Instructions to follow: No line before the one containing "point: the roof" should appear; that line and all lines after it, through the end of the data, are to be set down exactly.

+++ Given data

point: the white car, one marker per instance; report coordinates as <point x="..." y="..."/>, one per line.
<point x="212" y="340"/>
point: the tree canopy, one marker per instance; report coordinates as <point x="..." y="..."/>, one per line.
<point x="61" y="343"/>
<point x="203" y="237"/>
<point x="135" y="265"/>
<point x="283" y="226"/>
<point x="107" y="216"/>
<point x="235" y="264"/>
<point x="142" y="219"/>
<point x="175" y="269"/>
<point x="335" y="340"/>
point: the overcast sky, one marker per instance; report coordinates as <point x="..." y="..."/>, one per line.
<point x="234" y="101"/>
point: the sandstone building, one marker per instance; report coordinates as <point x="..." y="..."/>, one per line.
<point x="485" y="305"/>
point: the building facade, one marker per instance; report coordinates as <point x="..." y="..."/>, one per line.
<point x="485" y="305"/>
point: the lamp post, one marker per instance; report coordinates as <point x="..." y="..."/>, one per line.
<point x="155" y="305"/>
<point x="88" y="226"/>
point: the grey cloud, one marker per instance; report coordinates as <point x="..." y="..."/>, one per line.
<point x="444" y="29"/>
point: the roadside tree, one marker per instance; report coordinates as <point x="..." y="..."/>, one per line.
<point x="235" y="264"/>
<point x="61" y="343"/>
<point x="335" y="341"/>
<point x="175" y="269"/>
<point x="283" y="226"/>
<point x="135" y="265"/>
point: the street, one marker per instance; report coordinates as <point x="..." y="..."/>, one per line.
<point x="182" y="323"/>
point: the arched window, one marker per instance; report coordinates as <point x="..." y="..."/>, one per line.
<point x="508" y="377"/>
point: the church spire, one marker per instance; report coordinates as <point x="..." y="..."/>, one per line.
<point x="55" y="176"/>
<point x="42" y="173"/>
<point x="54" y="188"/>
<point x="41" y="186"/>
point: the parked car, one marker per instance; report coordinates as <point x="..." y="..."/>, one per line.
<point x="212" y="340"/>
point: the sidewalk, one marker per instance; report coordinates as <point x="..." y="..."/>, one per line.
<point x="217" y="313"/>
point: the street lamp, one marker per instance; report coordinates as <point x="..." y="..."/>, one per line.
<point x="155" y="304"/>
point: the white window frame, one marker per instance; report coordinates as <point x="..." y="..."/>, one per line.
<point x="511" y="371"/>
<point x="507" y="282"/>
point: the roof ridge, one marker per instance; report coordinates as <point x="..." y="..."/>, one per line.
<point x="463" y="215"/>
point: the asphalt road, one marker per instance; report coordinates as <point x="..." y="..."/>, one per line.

++++++

Task solution:
point: the roof ridge, one marker per instance; report coordinates as <point x="..." y="..."/>, one per line.
<point x="463" y="215"/>
point: the asphalt road, one marker per instance; report coordinates as <point x="..." y="..."/>, one per line.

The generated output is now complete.